Only one stretch of the data below is wanted: the lines starting at the one with "Target: brick edging" and ending at the one with "Target: light gray siding", both included, given again exactly.

• Source data
'''

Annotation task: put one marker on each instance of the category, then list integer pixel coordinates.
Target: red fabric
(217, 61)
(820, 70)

'''
'''

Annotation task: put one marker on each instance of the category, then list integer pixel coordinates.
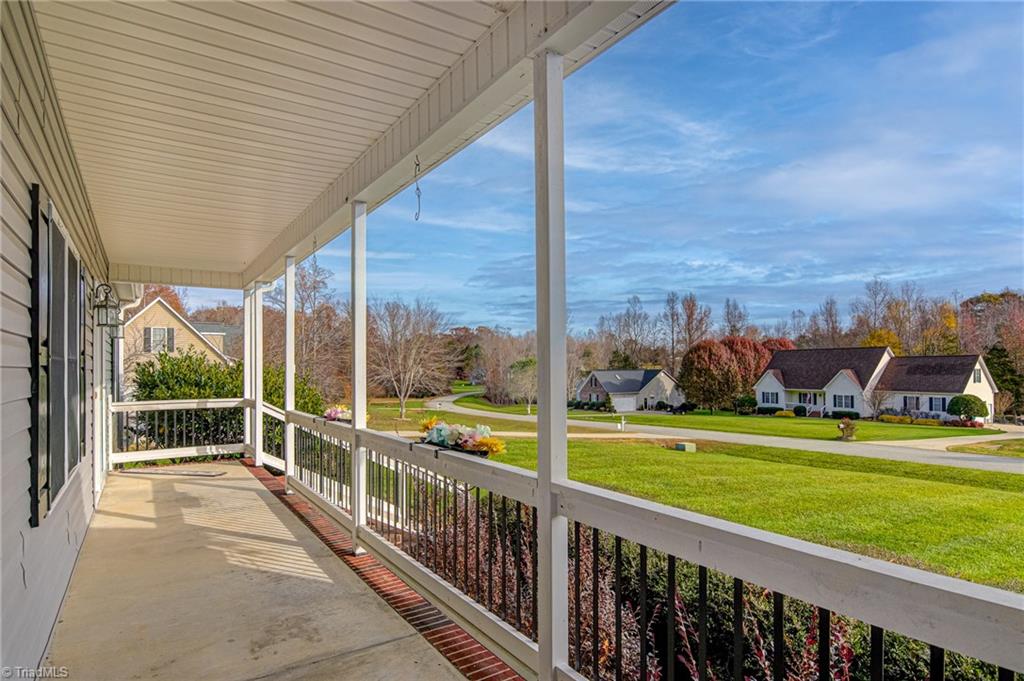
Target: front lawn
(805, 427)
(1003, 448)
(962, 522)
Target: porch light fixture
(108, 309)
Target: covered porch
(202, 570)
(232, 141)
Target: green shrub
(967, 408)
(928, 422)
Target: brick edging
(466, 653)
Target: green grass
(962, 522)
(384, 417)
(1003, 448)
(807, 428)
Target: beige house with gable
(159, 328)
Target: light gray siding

'''
'''

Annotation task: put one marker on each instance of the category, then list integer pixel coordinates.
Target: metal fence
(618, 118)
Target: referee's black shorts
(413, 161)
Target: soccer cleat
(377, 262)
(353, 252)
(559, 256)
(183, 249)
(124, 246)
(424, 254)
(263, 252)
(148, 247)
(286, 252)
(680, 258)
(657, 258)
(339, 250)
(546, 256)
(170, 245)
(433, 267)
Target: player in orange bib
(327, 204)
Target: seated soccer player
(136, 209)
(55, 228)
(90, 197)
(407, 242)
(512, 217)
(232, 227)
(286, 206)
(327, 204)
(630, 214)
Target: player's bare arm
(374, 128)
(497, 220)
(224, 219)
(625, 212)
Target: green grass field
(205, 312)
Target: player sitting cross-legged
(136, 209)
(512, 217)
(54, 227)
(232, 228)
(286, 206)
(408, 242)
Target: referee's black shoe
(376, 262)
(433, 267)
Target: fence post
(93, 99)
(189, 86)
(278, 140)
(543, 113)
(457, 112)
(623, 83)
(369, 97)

'''

• Result below
Target: brick edging
(466, 653)
Target: green grass
(962, 522)
(384, 417)
(1003, 448)
(807, 428)
Target: beige house with gable
(159, 328)
Target: light gray siding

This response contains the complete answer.